• **Stated task**: Beginning with the line where "Species-survey task: indicate the silver" appears, restate the lines word for word through the last one in the listing.

• **Extracted entries**:
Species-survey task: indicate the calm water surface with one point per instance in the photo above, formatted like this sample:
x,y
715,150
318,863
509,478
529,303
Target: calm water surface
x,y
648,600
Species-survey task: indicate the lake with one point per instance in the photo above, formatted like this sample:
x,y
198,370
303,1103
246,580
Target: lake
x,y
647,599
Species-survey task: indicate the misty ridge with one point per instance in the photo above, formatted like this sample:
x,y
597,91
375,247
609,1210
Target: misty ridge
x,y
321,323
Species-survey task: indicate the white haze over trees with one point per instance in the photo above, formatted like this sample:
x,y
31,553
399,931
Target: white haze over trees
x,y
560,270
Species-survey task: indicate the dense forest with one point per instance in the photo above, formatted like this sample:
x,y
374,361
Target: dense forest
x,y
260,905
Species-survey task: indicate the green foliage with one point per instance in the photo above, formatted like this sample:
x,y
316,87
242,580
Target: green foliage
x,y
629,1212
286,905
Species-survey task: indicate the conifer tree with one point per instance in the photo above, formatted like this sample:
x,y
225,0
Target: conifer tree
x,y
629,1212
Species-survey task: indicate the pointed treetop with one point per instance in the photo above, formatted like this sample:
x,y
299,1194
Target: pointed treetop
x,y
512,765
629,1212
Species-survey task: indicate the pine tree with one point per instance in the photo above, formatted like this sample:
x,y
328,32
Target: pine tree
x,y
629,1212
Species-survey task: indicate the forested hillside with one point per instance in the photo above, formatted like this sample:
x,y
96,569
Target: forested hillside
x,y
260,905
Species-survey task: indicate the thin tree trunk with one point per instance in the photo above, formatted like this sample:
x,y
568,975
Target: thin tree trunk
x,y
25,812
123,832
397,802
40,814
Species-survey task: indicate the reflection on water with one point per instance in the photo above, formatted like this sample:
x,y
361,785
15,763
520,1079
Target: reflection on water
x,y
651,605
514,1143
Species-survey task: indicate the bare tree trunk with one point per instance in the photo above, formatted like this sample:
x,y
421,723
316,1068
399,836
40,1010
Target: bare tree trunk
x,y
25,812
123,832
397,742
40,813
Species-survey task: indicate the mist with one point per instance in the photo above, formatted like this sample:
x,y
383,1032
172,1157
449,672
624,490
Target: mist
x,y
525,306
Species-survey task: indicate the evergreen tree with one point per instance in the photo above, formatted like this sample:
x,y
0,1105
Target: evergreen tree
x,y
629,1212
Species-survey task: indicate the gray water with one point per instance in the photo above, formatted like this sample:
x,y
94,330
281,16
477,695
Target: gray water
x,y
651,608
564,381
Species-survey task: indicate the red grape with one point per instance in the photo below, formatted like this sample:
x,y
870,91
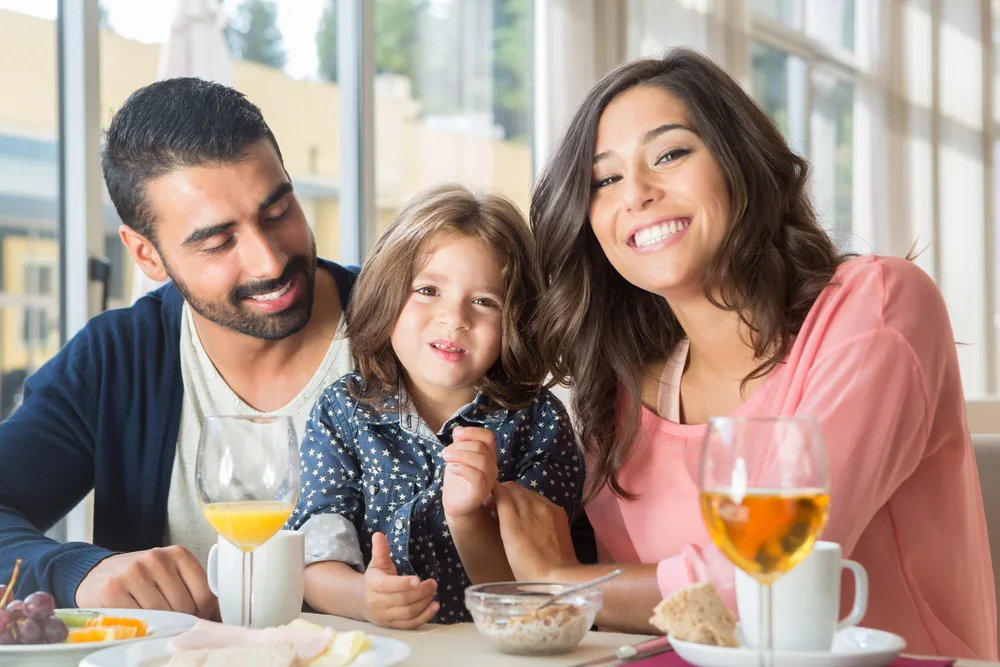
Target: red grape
x,y
28,631
16,610
39,606
54,631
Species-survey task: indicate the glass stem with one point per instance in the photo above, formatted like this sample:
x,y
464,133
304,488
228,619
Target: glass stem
x,y
765,642
246,612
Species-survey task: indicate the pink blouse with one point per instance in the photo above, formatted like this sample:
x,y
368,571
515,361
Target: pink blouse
x,y
875,363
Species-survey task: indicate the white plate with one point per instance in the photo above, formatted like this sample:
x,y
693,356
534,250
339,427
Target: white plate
x,y
852,647
383,653
161,624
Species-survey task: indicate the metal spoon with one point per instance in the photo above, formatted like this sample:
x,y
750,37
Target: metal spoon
x,y
580,587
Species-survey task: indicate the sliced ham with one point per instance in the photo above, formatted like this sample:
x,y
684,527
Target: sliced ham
x,y
309,644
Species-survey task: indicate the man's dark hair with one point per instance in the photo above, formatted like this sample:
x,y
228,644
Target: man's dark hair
x,y
168,125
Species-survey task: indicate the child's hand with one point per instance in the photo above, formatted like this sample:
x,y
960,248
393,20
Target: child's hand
x,y
471,471
393,601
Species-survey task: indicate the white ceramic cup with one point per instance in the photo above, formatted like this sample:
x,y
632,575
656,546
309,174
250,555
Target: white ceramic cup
x,y
278,579
805,602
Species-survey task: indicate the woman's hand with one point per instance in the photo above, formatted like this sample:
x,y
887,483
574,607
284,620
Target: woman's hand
x,y
535,533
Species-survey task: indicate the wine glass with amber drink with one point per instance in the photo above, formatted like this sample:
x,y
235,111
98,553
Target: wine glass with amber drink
x,y
765,498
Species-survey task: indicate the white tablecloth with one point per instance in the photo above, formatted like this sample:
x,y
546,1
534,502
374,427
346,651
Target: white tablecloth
x,y
461,645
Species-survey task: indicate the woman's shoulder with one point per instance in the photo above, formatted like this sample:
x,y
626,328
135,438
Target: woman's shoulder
x,y
875,295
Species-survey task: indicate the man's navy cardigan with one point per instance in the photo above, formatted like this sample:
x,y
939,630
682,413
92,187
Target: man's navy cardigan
x,y
103,414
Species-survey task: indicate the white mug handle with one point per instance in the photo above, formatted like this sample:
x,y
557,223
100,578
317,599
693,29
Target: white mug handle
x,y
213,569
860,594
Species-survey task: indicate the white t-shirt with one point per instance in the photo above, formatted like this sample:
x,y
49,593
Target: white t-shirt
x,y
206,393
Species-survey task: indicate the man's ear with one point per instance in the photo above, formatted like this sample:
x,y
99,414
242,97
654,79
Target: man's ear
x,y
144,253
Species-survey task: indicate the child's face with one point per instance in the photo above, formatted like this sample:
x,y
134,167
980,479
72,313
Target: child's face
x,y
448,333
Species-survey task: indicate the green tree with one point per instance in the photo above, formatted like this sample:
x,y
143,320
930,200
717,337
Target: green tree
x,y
397,37
397,50
512,68
253,34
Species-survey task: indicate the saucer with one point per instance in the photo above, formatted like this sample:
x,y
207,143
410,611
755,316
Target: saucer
x,y
852,647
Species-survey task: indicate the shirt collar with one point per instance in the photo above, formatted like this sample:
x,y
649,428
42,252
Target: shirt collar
x,y
398,409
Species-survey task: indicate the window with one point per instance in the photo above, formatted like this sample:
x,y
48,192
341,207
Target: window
x,y
803,71
452,98
29,193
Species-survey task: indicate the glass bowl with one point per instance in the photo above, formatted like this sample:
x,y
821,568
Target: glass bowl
x,y
507,615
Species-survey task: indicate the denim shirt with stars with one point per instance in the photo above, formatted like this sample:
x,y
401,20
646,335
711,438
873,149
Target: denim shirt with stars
x,y
366,470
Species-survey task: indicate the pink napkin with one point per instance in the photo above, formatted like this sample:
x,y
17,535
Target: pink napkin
x,y
673,660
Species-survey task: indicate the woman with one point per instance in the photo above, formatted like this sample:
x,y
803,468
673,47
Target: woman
x,y
687,277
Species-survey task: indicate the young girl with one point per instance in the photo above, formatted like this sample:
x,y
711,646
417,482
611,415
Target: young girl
x,y
399,457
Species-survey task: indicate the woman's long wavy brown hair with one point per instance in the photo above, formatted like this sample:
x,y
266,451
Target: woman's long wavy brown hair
x,y
597,331
387,280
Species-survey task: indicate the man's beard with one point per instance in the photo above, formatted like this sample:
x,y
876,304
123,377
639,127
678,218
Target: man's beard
x,y
235,315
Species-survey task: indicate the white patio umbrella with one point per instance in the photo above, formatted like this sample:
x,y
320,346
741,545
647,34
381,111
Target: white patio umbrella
x,y
196,47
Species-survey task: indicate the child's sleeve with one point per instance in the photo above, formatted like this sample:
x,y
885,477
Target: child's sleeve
x,y
551,463
329,506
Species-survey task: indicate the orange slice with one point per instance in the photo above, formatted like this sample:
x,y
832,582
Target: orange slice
x,y
140,626
94,634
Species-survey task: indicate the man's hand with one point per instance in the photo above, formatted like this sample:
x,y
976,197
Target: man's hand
x,y
470,473
168,578
393,601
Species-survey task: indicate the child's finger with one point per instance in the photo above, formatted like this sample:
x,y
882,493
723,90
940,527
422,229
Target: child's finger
x,y
424,592
467,472
475,433
389,585
477,460
413,616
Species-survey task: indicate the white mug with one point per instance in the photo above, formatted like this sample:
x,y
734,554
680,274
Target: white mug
x,y
278,579
805,602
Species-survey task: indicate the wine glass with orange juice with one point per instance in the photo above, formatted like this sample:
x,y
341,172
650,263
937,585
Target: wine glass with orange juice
x,y
248,475
765,498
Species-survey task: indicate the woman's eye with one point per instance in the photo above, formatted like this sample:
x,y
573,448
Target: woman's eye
x,y
604,182
672,156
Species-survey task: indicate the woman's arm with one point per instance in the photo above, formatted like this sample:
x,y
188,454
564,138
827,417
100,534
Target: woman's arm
x,y
537,540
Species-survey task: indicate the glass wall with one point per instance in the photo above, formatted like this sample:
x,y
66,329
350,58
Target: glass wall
x,y
29,193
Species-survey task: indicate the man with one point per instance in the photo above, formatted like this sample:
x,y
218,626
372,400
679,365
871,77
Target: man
x,y
249,324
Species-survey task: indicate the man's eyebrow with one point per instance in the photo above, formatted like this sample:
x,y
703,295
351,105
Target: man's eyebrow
x,y
199,235
273,198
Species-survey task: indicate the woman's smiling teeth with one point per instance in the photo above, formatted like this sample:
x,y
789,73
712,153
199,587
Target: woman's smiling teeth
x,y
446,348
664,230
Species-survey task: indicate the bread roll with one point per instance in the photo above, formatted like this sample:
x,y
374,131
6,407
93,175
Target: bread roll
x,y
696,614
258,655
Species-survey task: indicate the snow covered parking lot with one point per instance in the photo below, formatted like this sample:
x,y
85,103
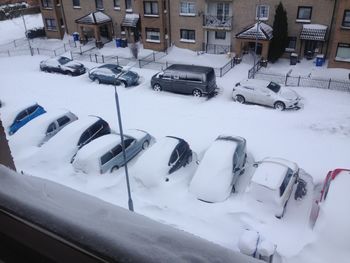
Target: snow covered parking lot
x,y
315,137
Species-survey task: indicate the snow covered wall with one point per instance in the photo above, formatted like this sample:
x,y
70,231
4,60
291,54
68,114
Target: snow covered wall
x,y
101,227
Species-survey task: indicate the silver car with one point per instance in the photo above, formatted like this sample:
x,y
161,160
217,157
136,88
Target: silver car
x,y
105,153
266,93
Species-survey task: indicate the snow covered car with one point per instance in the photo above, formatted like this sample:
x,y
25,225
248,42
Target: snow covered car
x,y
62,65
266,93
273,182
219,169
74,136
114,74
24,116
165,157
43,128
105,153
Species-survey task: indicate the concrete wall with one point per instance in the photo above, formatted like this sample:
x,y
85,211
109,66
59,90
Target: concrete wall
x,y
340,35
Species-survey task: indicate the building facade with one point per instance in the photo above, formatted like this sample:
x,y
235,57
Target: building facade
x,y
213,26
339,48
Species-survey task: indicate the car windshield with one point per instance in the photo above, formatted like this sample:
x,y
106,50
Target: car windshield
x,y
63,60
274,87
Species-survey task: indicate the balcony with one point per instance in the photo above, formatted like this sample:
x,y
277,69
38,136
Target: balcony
x,y
217,23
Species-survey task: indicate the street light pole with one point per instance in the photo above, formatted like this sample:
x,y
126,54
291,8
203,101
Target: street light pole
x,y
256,40
130,203
25,32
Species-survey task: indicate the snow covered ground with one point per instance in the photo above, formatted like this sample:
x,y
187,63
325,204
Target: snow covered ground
x,y
316,137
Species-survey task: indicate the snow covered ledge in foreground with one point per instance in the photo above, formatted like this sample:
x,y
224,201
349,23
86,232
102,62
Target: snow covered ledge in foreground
x,y
102,228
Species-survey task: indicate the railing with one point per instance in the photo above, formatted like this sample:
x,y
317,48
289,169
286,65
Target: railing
x,y
216,22
216,49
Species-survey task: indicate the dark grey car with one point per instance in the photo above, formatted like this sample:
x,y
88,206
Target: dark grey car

• **Result below**:
Species-survey task: indicate the silver car with one point per instance in the photo above, formatted like this sample:
x,y
161,160
217,157
136,88
Target: silver car
x,y
105,153
266,93
Species-survey task: indicate the snow covered car with one point per instance in the photo above, formatted like this sample:
x,y
25,225
248,42
Target: snow covered car
x,y
62,65
266,93
273,182
219,169
74,136
114,74
24,116
165,157
43,128
105,153
Species-survey task: indicate the concrete wall with one point per instance in the photo above, formatted like this sample:
x,y
85,211
109,66
59,90
Target: concrete wall
x,y
340,35
Species-survey task: indicate the building facade with one point per instance in the photo above, formatted like this sample:
x,y
235,57
Target: building facade
x,y
213,26
339,48
Species-survey task: indicate the car windshield with one point per instance in the photo above, formatted like this sample:
x,y
106,50
Target: car windshield
x,y
63,60
274,87
Species-survey task: indicate the balcony with one point per instance in the photo above, formatted like this sample:
x,y
277,69
38,136
Target: balcony
x,y
217,23
Species-survey task: indicate the street light pole with one point per instance in the photo above, formatted like this sample:
x,y
126,54
291,8
203,101
Target: street light pole
x,y
256,40
130,203
25,32
Species-survey task: indicate the snow covered ground with one point per instance in the photo above, formatted like this sample:
x,y
187,63
325,204
Target: snow covered ground
x,y
316,137
Species-survey task: indicate the snow covered ledge in foreground with one point per instance in the photo above, formatted like this sample:
x,y
224,201
349,23
86,232
102,62
Target: snow covered ledge in foreground
x,y
102,228
Species-survey task: indicate the railing with one point per instance in the photo above, formatted like this sample:
x,y
317,48
289,169
286,65
Target: railing
x,y
216,22
216,49
Species-survey task: indicate the dark grey car with one point per instance in the photo above, formatted like this sample:
x,y
88,206
Target: dark grey car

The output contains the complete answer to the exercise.